■ PAGE TEXT:
** START **

JSON's are dictionary objects in Python

In [6]:
# let us try to extract the dict information into a data frame

import pandas as pd

# we have to set orient = 'index', else we will get an error

df_dict = pd.DataFrame.from_dict(data, orient='index')

df_dict.head()

Unnamed: 0,0
copyright,(c) World Health Organization
dataset,[]
attribute,"[{'label': 'DS', 'display': 'DS'}, {'label': '..."
dimension,"[{'label': 'COUNTRY', 'display': 'Country', 'i..."
fact,[]


In [7]:
# we will now need to transpose this to get into a tabular structure

#save this as our new dataframe

df5 = df_dict.transpose()

df5.head()

Unnamed: 0,copyright,dataset,attribute,dimension,fact
0,(c) World Health Organization,[],"[{'label': 'DS', 'display': 'DS'}, {'label': '...","[{'label': 'COUNTRY', 'display': 'Country', 'i...",[]


This agrees to the first level nested architecture of the JSON from what we have seen in the web

We are kind of stuck trying to flatten this, so we will approach this problem in an alternative way

Let us try this next

![image.png](attachment:image.png)


### Using pandas.json_normalize to flatten JSON data

In [8]:
# we will go back to our original json extract dictionary

# this is because to use json_normalize expects a dict as input

type(data)

dict

In [9]:
# let us apply a simple json_normalize and see how it looks like

df6 = pd.json_normalize(data)

df6.head()

Unnamed: 0,copyright,dataset,attribute,dimension,fact
0,(c) World Health Organization,[],"[{'label': 'DS', 'display': 'DS'}, {'label': '...","[{'label': 'COUNTRY', 'display': 'Country', 'i...",[]


now we have figured out that all the data we need is stored within the code nested architecture within dimension

now we have to access this path and give this as the dict for json_normalize to flatten

and below is how we will access the particular dictionary element 

this can get confusing as we have a list within a dictionary that contains another dictionary

to solve this have a look at one of answers in https://stackoverflow.com/questions/44207141/python-dictionary-access-via-keyword-typeerror-list-indices-must-be-integers-o

In [10]:
# from above this is how we will get to the code element in the nested dictionary

data['dimension'][0]['code']

[{'label': 'AFG',
  'display': 'Afghanistan',
  'display_sequence': 10,
  'url': '',
  'attr': [{'category': 'WORLD_BANK_INCOME_GROUP_GNI_REFERENCE_YEAR',
    'value': '2017'},
   {'category': 'WORLD_BANK_INCOME_GROUP_RELEASE_DATE', 'value': '2018'},
   {'category': 'WHO_REGION', 'value': 'Eastern Mediterranean'},
   {'category': 'WORLD_BANK_INCOME_GROUP', 'value': 'Low income'},
   {'category': 'WHO_REGION_CODE', 'value': 'EMR'},
   {'category': 'WORLD_BANK_INCOME_GROUP_CODE', 'value': 'WB_LI'},
   {'category': 'DS', 'value': 'AFG'},
   {'category': 'FIPS', 'value': 'AF'},
   {'category': 'IOC', 'value': 'AFG'},
   {'category': 'ISO2', 'value': 'AF'},
   {'category': 'ISO', 'value': 'AFG'},
   {'category': 'ITU', 'value': 'AFG'},
   {'category': 'MARC', 'value': 'af'},
   {'category': 'WHO', 'value': 'AFG'},
   {'category': 'WMO', 'value': 'AF'},
   {'category': 'GEOMETRY', 'value': 'AFG'},
   {'category': 'MORT', 'value': '3010'},
   {'category': 'LAND_AREA_KMSQ_2012', 'value': '652,

In [11]:
#now, we understand that all of the data is stored in the dimension & code hierarchy

# so, let us access the data as below

# we need the labels meta of the architecture so that we can unravel the data by country easily later

df8 = pd.json_normalize(data['dimension'][0]['code'],record_path='attr',meta=['label','display'])

** END **

■ DATA:
** START **

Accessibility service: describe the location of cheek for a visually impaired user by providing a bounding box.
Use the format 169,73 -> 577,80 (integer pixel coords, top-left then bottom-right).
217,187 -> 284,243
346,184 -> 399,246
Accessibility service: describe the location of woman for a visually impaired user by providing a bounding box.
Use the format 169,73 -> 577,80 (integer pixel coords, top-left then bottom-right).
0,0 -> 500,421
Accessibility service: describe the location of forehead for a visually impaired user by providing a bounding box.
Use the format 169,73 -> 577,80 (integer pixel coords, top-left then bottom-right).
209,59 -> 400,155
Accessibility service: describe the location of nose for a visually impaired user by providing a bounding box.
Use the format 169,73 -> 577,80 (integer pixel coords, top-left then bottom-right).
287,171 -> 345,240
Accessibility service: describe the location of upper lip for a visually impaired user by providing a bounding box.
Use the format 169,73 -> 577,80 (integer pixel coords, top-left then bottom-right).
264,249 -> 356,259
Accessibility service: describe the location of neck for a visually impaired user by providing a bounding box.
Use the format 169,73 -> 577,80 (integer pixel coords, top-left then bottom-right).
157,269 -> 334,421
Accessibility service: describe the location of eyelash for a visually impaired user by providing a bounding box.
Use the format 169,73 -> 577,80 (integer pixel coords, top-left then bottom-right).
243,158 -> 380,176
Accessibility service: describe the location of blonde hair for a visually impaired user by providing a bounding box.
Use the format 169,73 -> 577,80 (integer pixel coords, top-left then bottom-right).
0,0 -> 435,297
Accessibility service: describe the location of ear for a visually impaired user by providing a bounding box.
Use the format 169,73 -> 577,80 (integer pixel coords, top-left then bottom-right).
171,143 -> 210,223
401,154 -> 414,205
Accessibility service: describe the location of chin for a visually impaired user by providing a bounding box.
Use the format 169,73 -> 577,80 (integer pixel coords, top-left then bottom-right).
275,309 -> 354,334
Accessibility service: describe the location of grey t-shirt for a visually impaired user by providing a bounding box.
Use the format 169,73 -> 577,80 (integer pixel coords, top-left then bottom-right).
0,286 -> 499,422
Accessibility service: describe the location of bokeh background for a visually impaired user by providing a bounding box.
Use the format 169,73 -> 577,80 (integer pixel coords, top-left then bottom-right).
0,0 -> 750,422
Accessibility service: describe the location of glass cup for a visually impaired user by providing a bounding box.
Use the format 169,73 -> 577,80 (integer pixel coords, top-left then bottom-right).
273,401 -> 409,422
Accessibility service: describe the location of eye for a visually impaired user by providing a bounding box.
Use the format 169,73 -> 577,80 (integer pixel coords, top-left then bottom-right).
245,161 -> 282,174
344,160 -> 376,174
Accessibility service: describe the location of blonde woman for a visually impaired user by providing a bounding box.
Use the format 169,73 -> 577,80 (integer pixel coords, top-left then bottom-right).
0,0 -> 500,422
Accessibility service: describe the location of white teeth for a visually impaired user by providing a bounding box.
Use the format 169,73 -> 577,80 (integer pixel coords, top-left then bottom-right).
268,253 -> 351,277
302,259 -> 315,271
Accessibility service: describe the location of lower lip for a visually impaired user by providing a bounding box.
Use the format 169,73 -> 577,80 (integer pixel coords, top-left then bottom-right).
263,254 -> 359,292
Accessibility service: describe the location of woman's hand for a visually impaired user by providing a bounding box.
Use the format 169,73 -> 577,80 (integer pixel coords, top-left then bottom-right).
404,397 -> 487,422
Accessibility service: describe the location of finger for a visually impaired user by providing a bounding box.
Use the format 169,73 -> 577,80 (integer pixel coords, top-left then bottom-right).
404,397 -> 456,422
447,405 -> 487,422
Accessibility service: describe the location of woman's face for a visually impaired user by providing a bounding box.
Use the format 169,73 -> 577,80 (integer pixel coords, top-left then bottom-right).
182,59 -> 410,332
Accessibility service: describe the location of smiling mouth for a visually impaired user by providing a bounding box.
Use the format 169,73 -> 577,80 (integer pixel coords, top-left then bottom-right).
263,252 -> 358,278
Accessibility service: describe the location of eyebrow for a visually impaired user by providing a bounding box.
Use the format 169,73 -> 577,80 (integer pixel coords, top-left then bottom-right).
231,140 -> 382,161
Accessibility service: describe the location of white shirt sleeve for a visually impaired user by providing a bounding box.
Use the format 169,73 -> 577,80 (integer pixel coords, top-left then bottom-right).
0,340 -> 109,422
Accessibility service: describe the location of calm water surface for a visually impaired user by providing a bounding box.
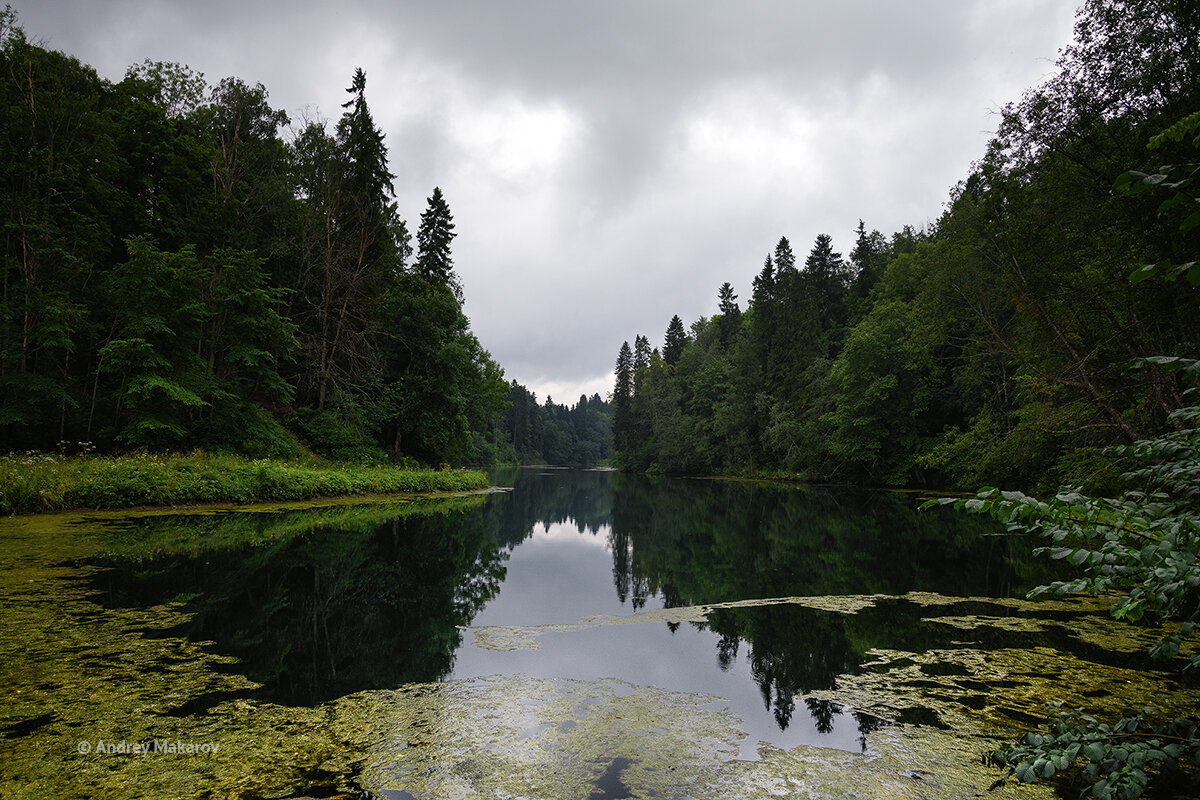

** END **

■ TO DO:
a) Do the following statements agree with the pandas JSON notebook? For each, answer yes or no and quote the deciding words.
(i) Calling pd.DataFrame.from_dict on the data without orient='index' produces an error.
(ii) json_normalize expects a list as its input.
(iii) Afghanistan's WHO_REGION value is South-East Asia.
b) Answer these questions from the pandas JSON notebook:
(i) Which method is applied to df_dict to create df5?
(ii) What display_sequence does the notebook give for Afghanistan?
(iii) In the final cell, which fields are passed as meta to pd.json_normalize?

■ EXERCISE RESULTS:
a)
(i) Yes: "we have to set orient = 'index', else we will get an error"
(ii) No: "to use json_normalize expects a dict as input"
(iii) No: "{'category': 'WHO_REGION', 'value': 'Eastern Mediterranean'}"

b)
(i) transpose()
(ii) 10
(iii) 'label' and 'display'